Stated problem: Please retype everything from "My daughter Orlanda" down to "from late 2009)" in the pencil text below, keeping every word and mark the same.

Selection:
========================

I was down to my last 6 pencils (half a box) at that time and was seriously worried so I searched online. But all Google searches turned up many references to Mexican religion, but never to pencils. In fact the only references to the pencils themselves at all were to my reported use of the pencil in various interviews and articles…
Part Two – Derwent Pencil Company
As my stocks of Aztec pencils started to dwindle, and as there seemed to be little hope of finding any, I looked for other options.
My daughter Orlanda visited the Cumberland Pencil Museum in Keswick when she was on holiday in the Lake District. She mentioned my plight to the museum and I then wrote to the Technical Manager of the Derwent Pencil Company, which runs the museum.
(Here is the correspondence with Barbara Murray, the Technical Director of the Derwent Pencil Company also via the Cumberland Pencil Museum, Keswick from late 2009)
Dear Barbara Murray
I am a composer of contemporary classical music and use pencil and paper, not computer for composition. Since 1982 I have used just one kind of pencil called Aztec Scoremaster 101, which I have always obtained from Associated Music, West 55th Street, New York. Each time I am in New York I have bought a dozen or so boxes. Recently, however, I have discovered that this company stopped trading some 4 years ago and they seem to have been the only source of these pencils. I have just half a box of unsharpened pencils and a few stubs. All attempts to find them via internet have failed (although I find lots of references to Mexican religion…). Their special qualities are: (1) although a softish pencil it holds its point for about ten times that of a 2B; (2) it photocopies very dark which is useful for sending handwritten scores to my editor; the eraser is perfectly matched to the lead (though this is less critical).

========================

Data supplied:
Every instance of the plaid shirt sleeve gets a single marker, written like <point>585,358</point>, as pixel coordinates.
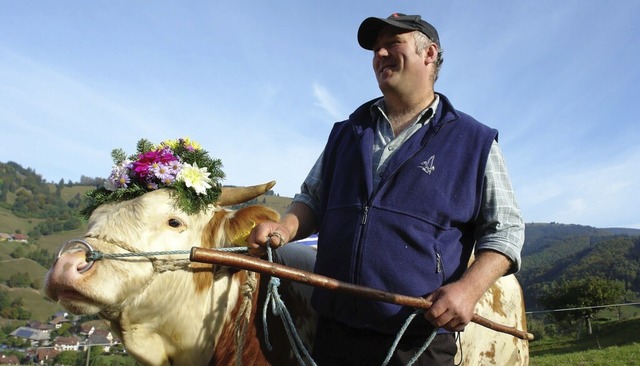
<point>500,226</point>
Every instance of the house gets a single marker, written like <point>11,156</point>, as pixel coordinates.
<point>35,336</point>
<point>99,340</point>
<point>66,343</point>
<point>87,329</point>
<point>41,326</point>
<point>45,355</point>
<point>57,321</point>
<point>9,359</point>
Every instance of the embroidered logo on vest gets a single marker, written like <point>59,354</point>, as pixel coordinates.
<point>427,165</point>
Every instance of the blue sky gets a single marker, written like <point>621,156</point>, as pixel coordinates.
<point>260,83</point>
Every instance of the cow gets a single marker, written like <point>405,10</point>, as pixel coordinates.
<point>168,311</point>
<point>503,303</point>
<point>189,315</point>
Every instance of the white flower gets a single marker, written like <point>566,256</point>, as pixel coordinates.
<point>194,177</point>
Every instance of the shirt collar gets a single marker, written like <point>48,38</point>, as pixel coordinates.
<point>378,110</point>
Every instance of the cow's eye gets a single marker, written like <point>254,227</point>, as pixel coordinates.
<point>174,223</point>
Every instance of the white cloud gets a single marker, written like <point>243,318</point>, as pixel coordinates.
<point>325,100</point>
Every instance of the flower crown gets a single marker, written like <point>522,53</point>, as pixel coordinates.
<point>180,165</point>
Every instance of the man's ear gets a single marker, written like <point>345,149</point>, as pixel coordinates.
<point>431,54</point>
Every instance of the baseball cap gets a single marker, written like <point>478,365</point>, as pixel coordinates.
<point>370,27</point>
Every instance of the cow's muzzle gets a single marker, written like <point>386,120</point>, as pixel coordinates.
<point>75,246</point>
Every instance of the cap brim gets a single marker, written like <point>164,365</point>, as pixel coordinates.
<point>370,27</point>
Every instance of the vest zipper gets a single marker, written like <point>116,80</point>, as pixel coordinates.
<point>364,215</point>
<point>440,266</point>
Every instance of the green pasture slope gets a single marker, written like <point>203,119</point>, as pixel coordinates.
<point>614,343</point>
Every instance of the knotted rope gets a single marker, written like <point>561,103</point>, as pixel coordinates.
<point>278,308</point>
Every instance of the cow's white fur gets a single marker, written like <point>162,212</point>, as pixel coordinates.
<point>161,317</point>
<point>503,304</point>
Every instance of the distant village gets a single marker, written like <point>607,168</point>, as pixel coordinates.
<point>41,349</point>
<point>14,237</point>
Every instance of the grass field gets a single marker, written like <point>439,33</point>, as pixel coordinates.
<point>615,343</point>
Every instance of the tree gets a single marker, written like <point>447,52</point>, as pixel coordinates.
<point>586,295</point>
<point>67,358</point>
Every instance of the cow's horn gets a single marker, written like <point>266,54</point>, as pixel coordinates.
<point>234,195</point>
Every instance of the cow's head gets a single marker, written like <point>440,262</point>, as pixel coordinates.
<point>152,222</point>
<point>165,198</point>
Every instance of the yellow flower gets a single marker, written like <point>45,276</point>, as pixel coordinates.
<point>195,177</point>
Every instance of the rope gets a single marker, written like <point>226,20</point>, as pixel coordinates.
<point>278,308</point>
<point>96,255</point>
<point>399,336</point>
<point>244,314</point>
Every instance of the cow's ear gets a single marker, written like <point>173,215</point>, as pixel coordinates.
<point>243,220</point>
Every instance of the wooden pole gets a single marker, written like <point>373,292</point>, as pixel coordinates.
<point>213,256</point>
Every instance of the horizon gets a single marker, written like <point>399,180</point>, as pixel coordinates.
<point>260,85</point>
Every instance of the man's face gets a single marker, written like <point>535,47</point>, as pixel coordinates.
<point>395,61</point>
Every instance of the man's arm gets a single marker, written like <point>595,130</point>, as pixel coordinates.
<point>454,304</point>
<point>499,240</point>
<point>298,222</point>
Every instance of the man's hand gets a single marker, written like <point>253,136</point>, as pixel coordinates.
<point>454,303</point>
<point>272,233</point>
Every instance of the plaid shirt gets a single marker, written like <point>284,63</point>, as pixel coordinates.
<point>499,225</point>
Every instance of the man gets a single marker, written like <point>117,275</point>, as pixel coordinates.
<point>405,190</point>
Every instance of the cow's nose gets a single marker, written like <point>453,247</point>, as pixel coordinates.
<point>75,246</point>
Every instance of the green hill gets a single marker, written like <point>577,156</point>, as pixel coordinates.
<point>552,251</point>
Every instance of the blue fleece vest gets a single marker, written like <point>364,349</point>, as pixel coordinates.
<point>415,232</point>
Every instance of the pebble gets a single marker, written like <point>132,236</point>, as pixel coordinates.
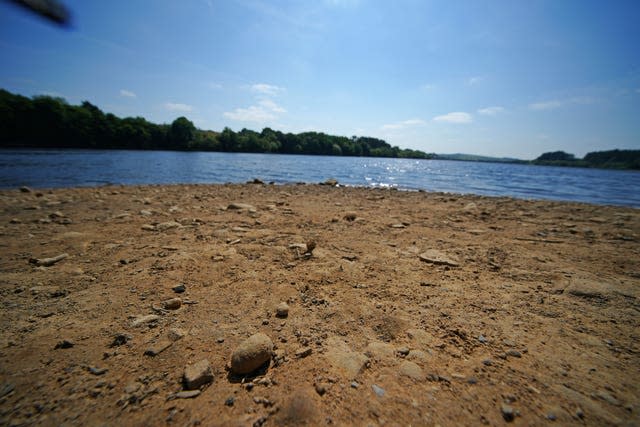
<point>251,354</point>
<point>282,310</point>
<point>436,257</point>
<point>188,394</point>
<point>197,375</point>
<point>176,334</point>
<point>163,226</point>
<point>143,320</point>
<point>179,288</point>
<point>514,353</point>
<point>303,352</point>
<point>97,371</point>
<point>411,370</point>
<point>157,348</point>
<point>119,340</point>
<point>507,412</point>
<point>64,344</point>
<point>172,304</point>
<point>241,207</point>
<point>379,391</point>
<point>403,351</point>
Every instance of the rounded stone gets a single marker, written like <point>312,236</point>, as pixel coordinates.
<point>251,354</point>
<point>282,310</point>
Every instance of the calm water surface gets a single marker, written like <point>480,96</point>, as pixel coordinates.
<point>73,168</point>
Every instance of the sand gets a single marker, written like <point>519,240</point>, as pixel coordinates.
<point>412,308</point>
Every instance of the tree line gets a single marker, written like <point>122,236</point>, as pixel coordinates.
<point>51,122</point>
<point>611,159</point>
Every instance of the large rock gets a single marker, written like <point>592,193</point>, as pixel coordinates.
<point>252,353</point>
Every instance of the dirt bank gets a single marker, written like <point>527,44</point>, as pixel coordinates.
<point>413,308</point>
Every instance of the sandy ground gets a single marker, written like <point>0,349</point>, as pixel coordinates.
<point>412,309</point>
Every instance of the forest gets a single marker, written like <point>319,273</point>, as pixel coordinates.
<point>611,159</point>
<point>51,122</point>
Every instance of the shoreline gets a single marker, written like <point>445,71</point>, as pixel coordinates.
<point>413,307</point>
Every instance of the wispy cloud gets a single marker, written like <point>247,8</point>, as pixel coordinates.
<point>171,106</point>
<point>264,111</point>
<point>558,103</point>
<point>127,94</point>
<point>404,124</point>
<point>457,117</point>
<point>546,105</point>
<point>266,89</point>
<point>491,111</point>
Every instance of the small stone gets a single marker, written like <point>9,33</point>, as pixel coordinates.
<point>188,394</point>
<point>436,257</point>
<point>157,348</point>
<point>403,351</point>
<point>507,412</point>
<point>379,391</point>
<point>97,371</point>
<point>176,334</point>
<point>350,216</point>
<point>172,304</point>
<point>164,226</point>
<point>64,344</point>
<point>197,375</point>
<point>144,320</point>
<point>282,310</point>
<point>321,388</point>
<point>179,288</point>
<point>411,370</point>
<point>241,207</point>
<point>119,340</point>
<point>252,353</point>
<point>303,352</point>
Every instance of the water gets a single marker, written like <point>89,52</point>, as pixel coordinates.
<point>72,168</point>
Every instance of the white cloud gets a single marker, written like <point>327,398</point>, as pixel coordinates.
<point>457,117</point>
<point>178,107</point>
<point>557,103</point>
<point>546,105</point>
<point>474,80</point>
<point>127,93</point>
<point>265,110</point>
<point>266,89</point>
<point>403,124</point>
<point>491,111</point>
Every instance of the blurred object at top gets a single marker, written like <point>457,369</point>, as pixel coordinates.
<point>52,10</point>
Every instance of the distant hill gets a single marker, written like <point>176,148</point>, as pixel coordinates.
<point>476,158</point>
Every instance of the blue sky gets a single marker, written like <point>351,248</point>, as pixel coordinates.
<point>500,78</point>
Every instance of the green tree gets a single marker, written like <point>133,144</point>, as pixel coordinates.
<point>181,133</point>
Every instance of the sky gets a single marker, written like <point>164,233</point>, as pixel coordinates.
<point>497,78</point>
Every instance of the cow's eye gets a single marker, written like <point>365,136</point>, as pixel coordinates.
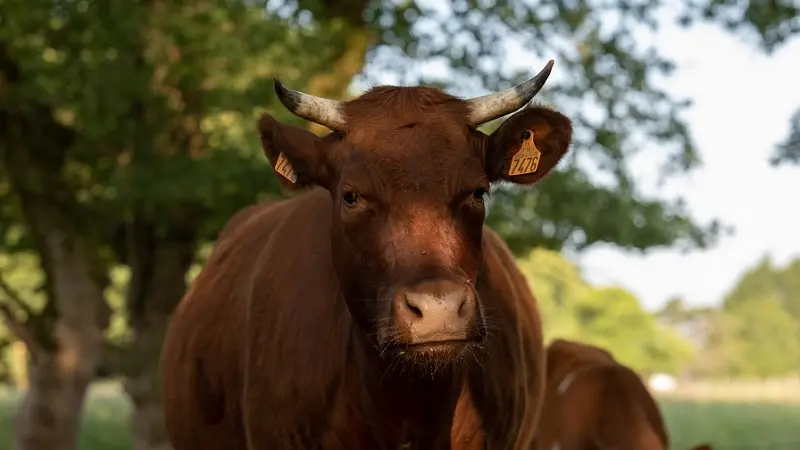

========================

Reply to the task:
My daughter Orlanda visited the Cumberland Pencil Museum in Keswick when she was on holiday in the Lake District. She mentioned my plight to the museum and I then wrote to the Technical Manager of the Derwent Pencil Company, which runs the museum.
(Here is the correspondence with Barbara Murray, the Technical Director of the Derwent Pencil Company also via the Cumberland Pencil Museum, Keswick from late 2009)